• [Work required] Repeat the entries below in full, with every character unchanged.

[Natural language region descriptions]
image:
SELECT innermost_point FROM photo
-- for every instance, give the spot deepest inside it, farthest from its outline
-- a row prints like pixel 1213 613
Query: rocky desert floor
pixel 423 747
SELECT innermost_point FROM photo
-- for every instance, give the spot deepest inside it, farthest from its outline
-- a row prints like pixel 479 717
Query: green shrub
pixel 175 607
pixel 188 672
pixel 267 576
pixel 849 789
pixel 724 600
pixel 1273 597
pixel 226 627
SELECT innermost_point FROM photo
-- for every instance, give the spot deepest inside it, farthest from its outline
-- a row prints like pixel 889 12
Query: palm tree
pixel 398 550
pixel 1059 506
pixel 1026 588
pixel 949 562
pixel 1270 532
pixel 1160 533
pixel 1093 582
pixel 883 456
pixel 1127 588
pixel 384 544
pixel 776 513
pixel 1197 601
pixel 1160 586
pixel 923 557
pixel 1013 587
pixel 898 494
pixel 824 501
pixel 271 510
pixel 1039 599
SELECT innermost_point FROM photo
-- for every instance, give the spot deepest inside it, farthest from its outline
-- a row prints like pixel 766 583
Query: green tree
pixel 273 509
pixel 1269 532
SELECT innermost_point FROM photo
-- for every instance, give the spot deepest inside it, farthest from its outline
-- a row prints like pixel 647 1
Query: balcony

• [Exercise response]
image:
SELECT innermost_point FROM photo
-- for every instance, give the spot deepest inside it, farthest from its outline
-- a row prints like pixel 1213 613
Query: rocky desert floor
pixel 423 747
SELECT innermost_point FROM photo
-- for every instance, give the spot deepest inside it, farthest from its outline
-- a row prints like pixel 479 717
Query: green shrub
pixel 175 607
pixel 188 672
pixel 267 576
pixel 849 789
pixel 724 600
pixel 1273 597
pixel 226 627
SELECT innermost_point FROM photo
-- for every instance, give the spot deepest inside it, farthest from its outline
-- a row prints like pixel 889 12
Query: palm tree
pixel 398 550
pixel 1059 506
pixel 1026 588
pixel 949 562
pixel 1270 532
pixel 1160 533
pixel 1093 582
pixel 883 456
pixel 1127 588
pixel 384 544
pixel 776 513
pixel 1197 601
pixel 1160 586
pixel 923 557
pixel 1013 587
pixel 898 494
pixel 824 501
pixel 271 510
pixel 1039 599
SELECT innermost_point FROM photo
-- for every instance, give the spot deepest inside it, farthest from its outline
-- a row prints like pixel 766 583
Query: green tree
pixel 273 509
pixel 1269 532
SELECT innermost_point FROM photo
-- for every instance, give the spot deepest inside it, farthest from its outline
-- a row prints like pixel 647 1
Query: balcony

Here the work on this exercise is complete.